Convert the part of the listing below into a Markdown table with a Row column numbering each line and a Line column holding the line itself. Start at the line that contains "Drop one marker on each instance of the treeline", end at the line that contains "[[637, 94]]", and leave out blank lines.
━━━━━━━━━━━━━━━━
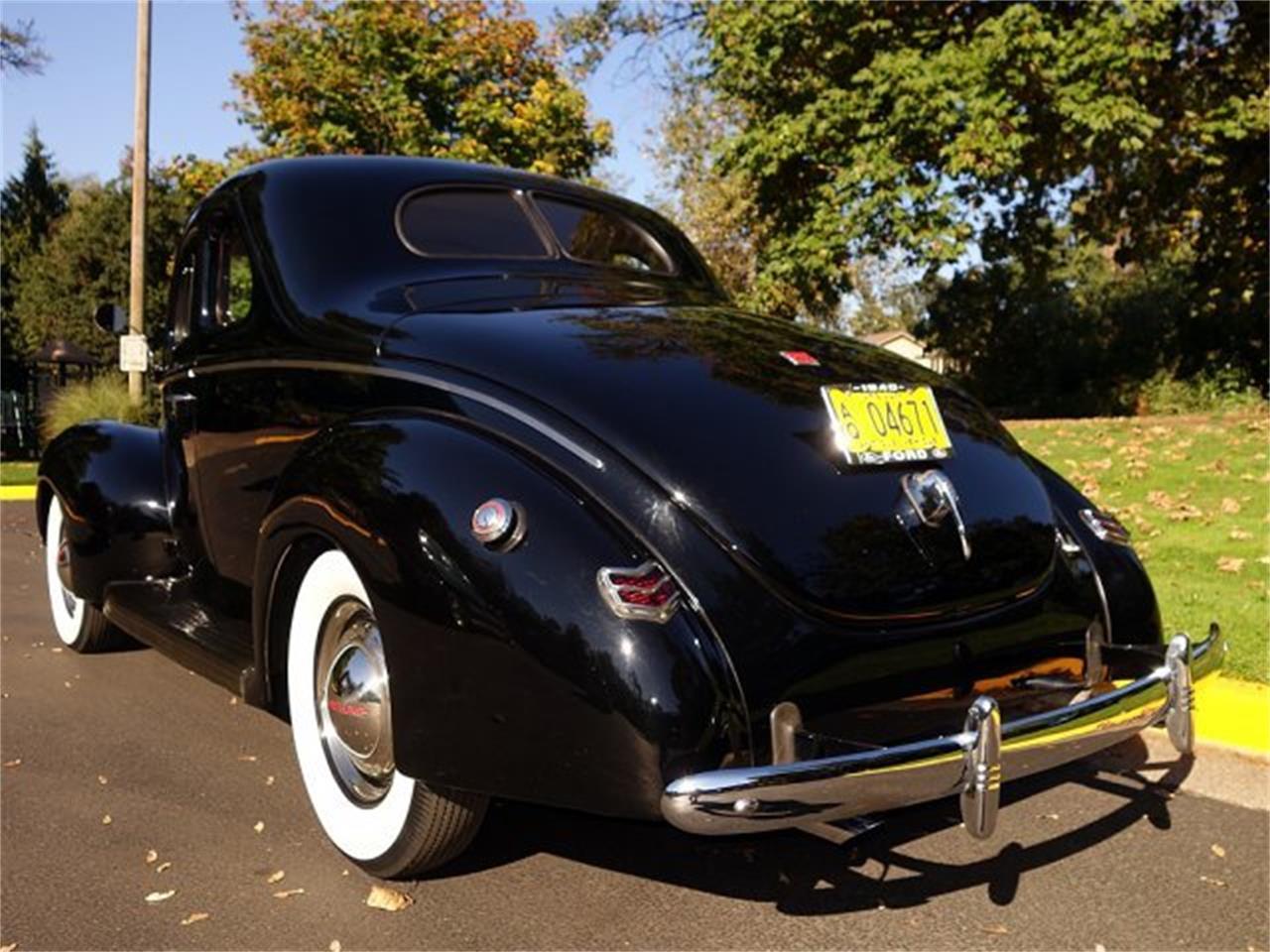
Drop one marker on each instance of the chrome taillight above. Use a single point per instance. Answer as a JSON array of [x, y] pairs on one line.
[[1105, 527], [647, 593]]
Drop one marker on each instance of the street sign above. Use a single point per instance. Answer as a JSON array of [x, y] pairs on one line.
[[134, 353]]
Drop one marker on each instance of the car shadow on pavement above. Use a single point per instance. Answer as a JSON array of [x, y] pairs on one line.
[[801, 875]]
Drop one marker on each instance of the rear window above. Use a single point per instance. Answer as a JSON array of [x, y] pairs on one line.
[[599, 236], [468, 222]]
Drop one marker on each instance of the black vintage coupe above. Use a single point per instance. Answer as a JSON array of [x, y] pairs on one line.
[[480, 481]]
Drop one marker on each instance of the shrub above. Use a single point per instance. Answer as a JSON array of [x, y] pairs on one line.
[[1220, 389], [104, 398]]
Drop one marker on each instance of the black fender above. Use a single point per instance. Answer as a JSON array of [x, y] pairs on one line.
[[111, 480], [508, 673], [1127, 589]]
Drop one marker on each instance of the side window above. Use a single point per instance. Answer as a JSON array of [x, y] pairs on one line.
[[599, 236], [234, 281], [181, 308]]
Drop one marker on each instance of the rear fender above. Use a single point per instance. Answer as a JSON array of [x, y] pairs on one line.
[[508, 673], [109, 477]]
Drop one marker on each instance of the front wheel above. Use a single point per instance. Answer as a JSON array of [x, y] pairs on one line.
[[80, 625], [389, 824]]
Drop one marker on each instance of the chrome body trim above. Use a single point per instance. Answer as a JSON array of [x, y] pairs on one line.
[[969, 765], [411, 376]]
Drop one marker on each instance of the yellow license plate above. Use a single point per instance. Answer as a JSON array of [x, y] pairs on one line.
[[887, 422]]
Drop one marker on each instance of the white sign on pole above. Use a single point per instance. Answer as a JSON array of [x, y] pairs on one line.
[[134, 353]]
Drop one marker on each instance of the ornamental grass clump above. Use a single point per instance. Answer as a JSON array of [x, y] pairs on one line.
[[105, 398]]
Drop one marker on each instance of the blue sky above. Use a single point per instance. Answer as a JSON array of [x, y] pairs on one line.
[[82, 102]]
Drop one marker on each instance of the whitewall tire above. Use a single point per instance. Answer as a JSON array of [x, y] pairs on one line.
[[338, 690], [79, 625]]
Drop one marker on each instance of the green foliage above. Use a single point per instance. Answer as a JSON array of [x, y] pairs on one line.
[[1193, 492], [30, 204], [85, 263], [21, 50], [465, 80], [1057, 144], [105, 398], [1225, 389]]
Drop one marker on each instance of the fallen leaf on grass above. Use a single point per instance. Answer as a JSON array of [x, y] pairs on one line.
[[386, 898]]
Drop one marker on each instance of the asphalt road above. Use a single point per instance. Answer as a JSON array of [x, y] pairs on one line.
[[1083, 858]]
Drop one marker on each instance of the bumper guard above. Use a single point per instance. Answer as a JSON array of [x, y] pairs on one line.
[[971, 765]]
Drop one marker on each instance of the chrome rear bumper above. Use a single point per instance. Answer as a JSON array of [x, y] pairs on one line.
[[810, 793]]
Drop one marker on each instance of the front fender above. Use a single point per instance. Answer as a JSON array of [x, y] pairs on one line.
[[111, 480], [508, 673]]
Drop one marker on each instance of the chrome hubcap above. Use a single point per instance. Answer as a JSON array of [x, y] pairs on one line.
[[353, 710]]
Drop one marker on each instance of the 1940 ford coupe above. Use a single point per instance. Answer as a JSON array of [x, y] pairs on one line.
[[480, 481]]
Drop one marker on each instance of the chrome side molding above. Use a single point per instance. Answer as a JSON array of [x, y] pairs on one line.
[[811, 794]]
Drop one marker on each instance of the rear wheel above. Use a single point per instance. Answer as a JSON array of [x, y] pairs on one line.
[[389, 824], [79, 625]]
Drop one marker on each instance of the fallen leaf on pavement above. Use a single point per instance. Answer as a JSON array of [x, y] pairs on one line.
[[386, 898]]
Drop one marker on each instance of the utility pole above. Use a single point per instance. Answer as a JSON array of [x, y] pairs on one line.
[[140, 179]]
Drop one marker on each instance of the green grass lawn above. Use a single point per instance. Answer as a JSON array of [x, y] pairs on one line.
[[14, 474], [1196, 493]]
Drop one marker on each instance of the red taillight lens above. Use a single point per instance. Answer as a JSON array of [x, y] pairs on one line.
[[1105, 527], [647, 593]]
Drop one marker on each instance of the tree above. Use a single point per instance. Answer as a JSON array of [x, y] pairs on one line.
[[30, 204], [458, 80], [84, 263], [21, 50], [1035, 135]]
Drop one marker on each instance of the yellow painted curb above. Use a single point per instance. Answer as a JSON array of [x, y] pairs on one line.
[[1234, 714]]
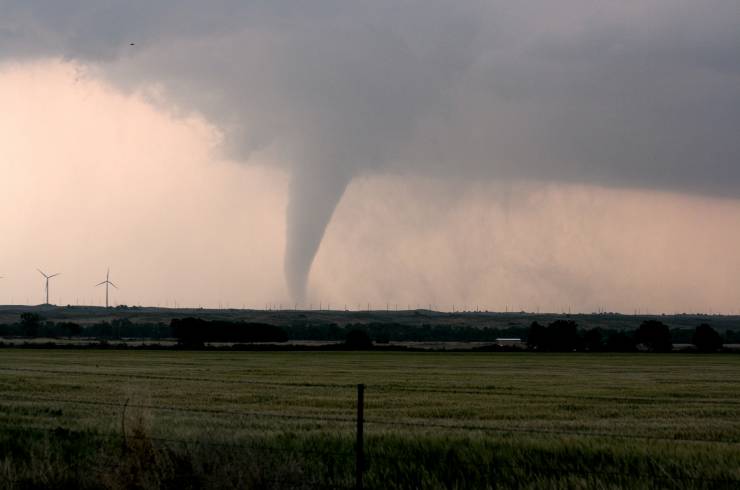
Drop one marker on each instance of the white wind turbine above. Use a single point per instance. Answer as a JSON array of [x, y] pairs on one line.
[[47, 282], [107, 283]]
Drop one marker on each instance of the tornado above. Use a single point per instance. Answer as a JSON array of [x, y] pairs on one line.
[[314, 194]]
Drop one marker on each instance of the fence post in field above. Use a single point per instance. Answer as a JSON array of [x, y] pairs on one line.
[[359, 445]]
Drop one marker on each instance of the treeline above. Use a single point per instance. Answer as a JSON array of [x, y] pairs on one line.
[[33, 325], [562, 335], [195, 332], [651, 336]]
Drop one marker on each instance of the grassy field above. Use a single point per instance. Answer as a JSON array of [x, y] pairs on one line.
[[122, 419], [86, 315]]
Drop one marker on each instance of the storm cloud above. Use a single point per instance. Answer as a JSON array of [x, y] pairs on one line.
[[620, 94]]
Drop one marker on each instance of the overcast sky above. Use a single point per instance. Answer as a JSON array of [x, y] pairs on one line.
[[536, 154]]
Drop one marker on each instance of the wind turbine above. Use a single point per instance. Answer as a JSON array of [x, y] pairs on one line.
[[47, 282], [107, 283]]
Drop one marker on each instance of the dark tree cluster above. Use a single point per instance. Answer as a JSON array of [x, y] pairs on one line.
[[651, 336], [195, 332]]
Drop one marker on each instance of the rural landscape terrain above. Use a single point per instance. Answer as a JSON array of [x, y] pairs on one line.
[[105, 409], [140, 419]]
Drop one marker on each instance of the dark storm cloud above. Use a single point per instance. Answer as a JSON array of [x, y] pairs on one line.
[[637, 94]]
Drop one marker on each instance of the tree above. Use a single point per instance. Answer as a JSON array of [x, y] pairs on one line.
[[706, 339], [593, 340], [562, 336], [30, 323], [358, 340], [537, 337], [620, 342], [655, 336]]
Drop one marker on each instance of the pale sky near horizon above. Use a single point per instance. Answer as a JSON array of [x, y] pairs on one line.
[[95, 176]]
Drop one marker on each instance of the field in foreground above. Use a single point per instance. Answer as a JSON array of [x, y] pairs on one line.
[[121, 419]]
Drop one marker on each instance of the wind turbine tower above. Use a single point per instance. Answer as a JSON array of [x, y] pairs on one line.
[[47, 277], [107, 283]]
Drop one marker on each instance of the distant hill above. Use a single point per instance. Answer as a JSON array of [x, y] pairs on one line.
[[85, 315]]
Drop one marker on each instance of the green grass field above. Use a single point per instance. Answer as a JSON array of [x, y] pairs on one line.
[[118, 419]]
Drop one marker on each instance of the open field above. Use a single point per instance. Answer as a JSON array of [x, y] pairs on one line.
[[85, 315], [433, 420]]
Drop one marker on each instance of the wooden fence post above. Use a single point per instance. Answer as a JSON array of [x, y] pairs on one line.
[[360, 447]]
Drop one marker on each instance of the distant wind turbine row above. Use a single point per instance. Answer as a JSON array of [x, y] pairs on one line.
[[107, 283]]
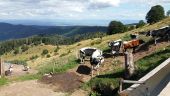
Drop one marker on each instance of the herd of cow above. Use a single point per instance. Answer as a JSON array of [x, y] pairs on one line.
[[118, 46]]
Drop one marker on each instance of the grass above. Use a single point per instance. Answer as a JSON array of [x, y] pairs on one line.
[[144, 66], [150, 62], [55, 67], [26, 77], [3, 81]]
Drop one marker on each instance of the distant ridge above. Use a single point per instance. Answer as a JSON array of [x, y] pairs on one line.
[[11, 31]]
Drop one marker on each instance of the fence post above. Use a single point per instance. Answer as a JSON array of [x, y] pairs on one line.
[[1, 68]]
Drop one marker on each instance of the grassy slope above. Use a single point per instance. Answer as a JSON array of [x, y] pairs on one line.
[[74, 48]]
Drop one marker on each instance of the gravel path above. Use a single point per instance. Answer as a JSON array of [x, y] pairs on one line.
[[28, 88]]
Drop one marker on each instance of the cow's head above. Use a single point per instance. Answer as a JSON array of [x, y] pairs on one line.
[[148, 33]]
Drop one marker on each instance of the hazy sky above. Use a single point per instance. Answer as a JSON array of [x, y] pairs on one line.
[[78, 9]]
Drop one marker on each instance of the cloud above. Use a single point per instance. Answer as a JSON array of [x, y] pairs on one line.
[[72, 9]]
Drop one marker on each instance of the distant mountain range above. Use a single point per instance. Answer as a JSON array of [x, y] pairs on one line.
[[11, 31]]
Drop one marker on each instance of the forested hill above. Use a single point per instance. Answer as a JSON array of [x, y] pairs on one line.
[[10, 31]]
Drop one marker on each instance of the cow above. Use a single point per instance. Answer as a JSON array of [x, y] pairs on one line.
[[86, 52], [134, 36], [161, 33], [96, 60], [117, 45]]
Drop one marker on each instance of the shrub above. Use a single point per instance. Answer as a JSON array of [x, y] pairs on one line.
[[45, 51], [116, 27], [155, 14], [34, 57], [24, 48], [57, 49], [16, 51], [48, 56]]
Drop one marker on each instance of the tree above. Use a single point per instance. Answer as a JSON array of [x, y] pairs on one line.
━━━━━━━━━━━━━━━━
Right answer:
| Row | Line |
|---|---|
| 1 | Drop one marker on each instance of the treeline above. Use a single point per instance. Answer as a JSON array of [x, y] pairs on one line. |
| 2 | [[33, 325], [562, 335], [195, 332], [651, 336]] |
| 3 | Drop one marker on each instance of the grassy field above. Use a single point per instance. Answer as a JSON array of [x, y] pairs on one line. |
| 4 | [[122, 419], [86, 315]] |
| 5 | Drop one marker on each instance of the storm cloud above. Use a single point per instance. Answer as a JSON array of [x, y] pairs on one line. |
| 6 | [[620, 94]] |
| 7 | Drop one marker on each instance of the overcast sky above. Use a single point per instance. Answer as a JSON array of [x, y] pairs on one line. |
| 8 | [[536, 154]] |
| 9 | Drop one marker on each instance of the wind turbine above. Use a single point per instance. Answer as a JSON array of [x, y] pairs on one line. |
| 10 | [[47, 282], [107, 283]] |
| 11 | Drop one marker on each instance of the dark tree cluster above. Use a single point per instance. Answer as a JSON array of [x, y] pairs on one line. |
| 12 | [[651, 336], [195, 332]] |
| 13 | Drop one marker on each instance of the rural landscape terrain above. Use a single point per instance. Answer as a JSON array of [x, y] pairs on one line. |
| 14 | [[105, 409], [140, 419]] |
| 15 | Drop one marker on each instance of the dark storm cloud above. Use a single point per instance. Answer as a JSON array of [x, y] pairs on one line. |
| 16 | [[637, 94]] |